Section 25. Supplements and Amendments. The Company may from time to
--------------------------
time supplement or amend this Agreement without the approval of any holders of
Right Certificates in order to (i) cure any ambiguity, (ii) correct or
supplement any provision contain herein which may be defective or inconsistent
with any other provision herein, or (iii) prior to the Shares Acquisition Date,
change or supplement the provisions hereunder that the Company may deem
necessary or desirable and not adverse to the interests of the holders of Common
Shares. Upon the delivery of a certificate from an appropriate officer of the
Company which states that the proposed supplement or amendment is in compliance
with the terms of this Section 25, the Rights Agent will execute such supplement
or amendment unless the Rights Agent determines in good faith that such
supplement or amendment would adversely affect its interests under this
Agreement. Prior to the Shares Acquisition Date, the interests of the holders of
Rights will be deemed coincident with the interests of the holders of Common
Shares. Notwithstanding
23
anything in this Agreement to the contrary, no supplement or amendment that
changes the rights and duties of the Rights Agent under this agreement will be
effective against the Rights Agent without the execution of such supplement or
amendment by the Rights Agent.
Section 26. Successors. All the covenants and provisions of this
----------
Agreement by or for the benefit of the Company or the Rights Agent will bind and
inure to the benefit of their respective successors and assigns hereunder.
Section 27. Determination and Actions by the Board of Directors, etc.
--------------------------------------------------------
For all purposes of this Agreement, any calculation of the number of Class A
Common Shares outstanding at any particular time, including for purposes of
determining the particular percentage of such outstanding Class A Common Shares
of which any Person is the Beneficial Owner, will be made in accordance with the
provisions of Rule 13d-3(d)(1)(i) of the General Rules and Regulations under the
Exchange Act. The Board of Directors of the Company will have the exclusive
power and authority to administer this Agreement and to exercise all rights and
powers specifically granted to the Board, or the Company, or as may be necessary
or advisable in the administration of this Agreement, including, without
limitation, the right and power to (i) interpret the provisions of this
Agreement, and (ii) make all determinations deemed necessary or advisable for
the administration of this Agreement (including a determination to redeem or not
redeem the Rights or to amend or supplement this Agreement). All such actions,
calculations, interpretations and determinations (including, for the purpose of
clause (ii) below, all omissions with respect to the foregoing) that are done or
made by the Board in good faith, will (i) be final, conclusive and binding on
the Company, the Rights Agent, the holders of the Right Certificates and all
other parties, and (ii) not subject the Board to any liability to any holder of
any Right Certificate.
Section 28. Benefits of this Agreement. Nothing in this Agreement
--------------------------
will be construed to give to any person or corporation other than the Company,
the Rights Agent and the registered holders of the Right Certificates (and,
prior to the Shares Acquisition Date, the registered holders of the Common
Shares) any legal or equitable right, remedy or claim under this Agreement; but
this Agreement will be for the sole and exclusive benefit of the Company, the
Rights Agent and the registered holders of the Right Certificates (and, prior to
the Shares Acquisition Date, the registered holders of the Common Shares).

» **Entries shown**:

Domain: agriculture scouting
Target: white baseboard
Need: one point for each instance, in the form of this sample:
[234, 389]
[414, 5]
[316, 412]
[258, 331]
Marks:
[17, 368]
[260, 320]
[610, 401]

» **Task**:
According to the agreement excerpt, for what purposes may the Company supplement or amend the Agreement without the approval of Right Certificate holders? Answer in one to three sentences.

» **In response**:
The Company may do so to cure any ambiguity, or to correct or supplement any provision that may be defective or inconsistent with another provision. Before the Shares Acquisition Date, it may also change or supplement provisions it deems necessary or desirable and not adverse to the interests of the holders of Common Shares.